Sandukaların üzerleri
çinilerle kaplanmıştır.
Mihrap önündeki sanduka, I. İzzeddin Keykavus’a aittir.
Türbede sultanınkinden başka, eşi Selçuk Hatun ve hanedanın diğer
fertlerine ait olmak üzere irili ufaklı on iki sanduka daha vardır.
Türbe
cephesinin üstündeki on dört parça çini levhadan oluşan tek satırlık Arapça
celî sülüs çini kitâbede, İzzettin Keykavus'un kendi ağzından olduğu sanılan;
"Biz sarayların geniş mekânlarından, kabirlerin dar bölmelerine
getirildik. Vah! Ne yazık ki bu ölüm hadisesinde geçici olan dünyadan el çekip
ahirete göçüş, 617 yılı Şevval’in dördüncü günü gerçekleşti" anlamına
gelen bir yazı kuşağı yer alır.
Bu tarih onun ölümünü değil, kitabenin
yazıldığı tarihi gösterir; çünkü İzzeddin Keykavus 1220 yılı başlarında
ölmüştür.

▸ **Yapılacak iş**: Türbe metninde "Sandukaların üzerleri" ifadesinden aşağıya, "kuşağı yer alır." ifadesine kadar uzanan her şeyi hiç değiştirmeden yaz.

▸ **Veri kümesi**:
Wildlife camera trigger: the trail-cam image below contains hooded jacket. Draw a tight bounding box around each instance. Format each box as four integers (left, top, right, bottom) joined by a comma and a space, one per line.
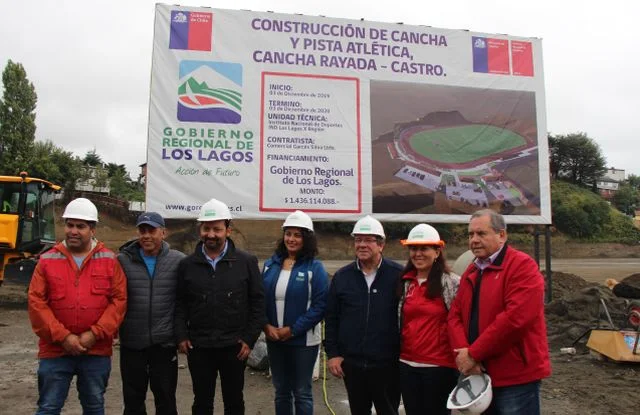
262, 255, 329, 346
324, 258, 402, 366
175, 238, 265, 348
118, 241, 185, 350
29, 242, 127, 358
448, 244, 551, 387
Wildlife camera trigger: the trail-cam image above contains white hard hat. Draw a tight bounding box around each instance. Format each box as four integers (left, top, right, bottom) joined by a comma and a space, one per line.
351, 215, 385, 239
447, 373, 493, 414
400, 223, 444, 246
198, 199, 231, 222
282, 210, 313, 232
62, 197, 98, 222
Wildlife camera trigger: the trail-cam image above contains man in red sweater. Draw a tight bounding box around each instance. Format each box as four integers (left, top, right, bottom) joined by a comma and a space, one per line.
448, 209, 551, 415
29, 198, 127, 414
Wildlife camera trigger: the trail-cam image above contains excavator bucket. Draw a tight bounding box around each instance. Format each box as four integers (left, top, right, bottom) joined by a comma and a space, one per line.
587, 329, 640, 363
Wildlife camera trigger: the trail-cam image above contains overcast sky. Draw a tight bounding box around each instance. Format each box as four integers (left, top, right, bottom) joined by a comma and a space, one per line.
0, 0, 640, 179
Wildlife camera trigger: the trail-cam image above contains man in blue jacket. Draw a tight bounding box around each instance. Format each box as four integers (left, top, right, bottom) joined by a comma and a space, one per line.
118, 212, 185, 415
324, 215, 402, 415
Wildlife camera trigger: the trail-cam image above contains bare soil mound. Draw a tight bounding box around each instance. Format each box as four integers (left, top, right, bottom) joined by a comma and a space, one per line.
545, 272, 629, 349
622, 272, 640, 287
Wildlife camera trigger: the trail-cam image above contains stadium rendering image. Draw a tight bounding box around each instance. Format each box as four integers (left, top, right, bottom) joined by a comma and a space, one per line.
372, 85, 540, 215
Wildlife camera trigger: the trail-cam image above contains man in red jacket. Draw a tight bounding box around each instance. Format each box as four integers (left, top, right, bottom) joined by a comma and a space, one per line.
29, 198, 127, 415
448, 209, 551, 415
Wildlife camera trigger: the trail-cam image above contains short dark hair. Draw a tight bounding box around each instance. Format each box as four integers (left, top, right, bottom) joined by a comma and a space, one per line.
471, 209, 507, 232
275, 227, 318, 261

* * *

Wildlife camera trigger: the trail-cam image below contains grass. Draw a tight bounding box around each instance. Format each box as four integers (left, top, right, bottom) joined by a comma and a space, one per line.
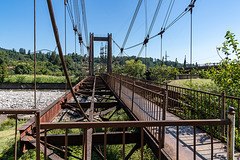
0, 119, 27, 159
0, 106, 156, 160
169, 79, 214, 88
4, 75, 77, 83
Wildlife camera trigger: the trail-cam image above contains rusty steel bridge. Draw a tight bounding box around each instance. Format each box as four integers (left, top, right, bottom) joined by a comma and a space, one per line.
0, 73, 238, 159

--

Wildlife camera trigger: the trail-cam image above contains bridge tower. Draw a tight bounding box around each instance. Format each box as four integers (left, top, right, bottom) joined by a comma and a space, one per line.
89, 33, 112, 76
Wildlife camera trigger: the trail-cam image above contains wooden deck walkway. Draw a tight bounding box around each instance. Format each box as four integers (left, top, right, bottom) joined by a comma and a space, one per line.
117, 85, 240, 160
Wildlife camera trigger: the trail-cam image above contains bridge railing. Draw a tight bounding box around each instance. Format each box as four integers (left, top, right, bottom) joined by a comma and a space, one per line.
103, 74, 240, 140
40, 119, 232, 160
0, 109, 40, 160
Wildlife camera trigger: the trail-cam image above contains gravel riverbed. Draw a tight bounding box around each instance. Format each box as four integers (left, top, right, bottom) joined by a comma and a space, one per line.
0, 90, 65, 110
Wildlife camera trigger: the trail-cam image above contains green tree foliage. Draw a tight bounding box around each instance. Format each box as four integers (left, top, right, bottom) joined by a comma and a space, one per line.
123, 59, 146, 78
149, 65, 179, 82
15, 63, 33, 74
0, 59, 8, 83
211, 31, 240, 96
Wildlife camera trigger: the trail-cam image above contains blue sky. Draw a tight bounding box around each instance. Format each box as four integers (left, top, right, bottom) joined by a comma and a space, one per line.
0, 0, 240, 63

▸ **Tamamlanan görev**:
Sandukaların üzerleri
çinilerle kaplanmıştır.
Mihrap önündeki sanduka, I. İzzeddin Keykavus’a aittir.
Türbede sultanınkinden başka, eşi Selçuk Hatun ve hanedanın diğer
fertlerine ait olmak üzere irili ufaklı on iki sanduka daha vardır.
Türbe
cephesinin üstündeki on dört parça çini levhadan oluşan tek satırlık Arapça
celî sülüs çini kitâbede, İzzettin Keykavus'un kendi ağzından olduğu sanılan;
"Biz sarayların geniş mekânlarından, kabirlerin dar bölmelerine
getirildik. Vah! Ne yazık ki bu ölüm hadisesinde geçici olan dünyadan el çekip
ahirete göçüş, 617 yılı Şevval’in dördüncü günü gerçekleşti" anlamına
gelen bir yazı kuşağı yer alır.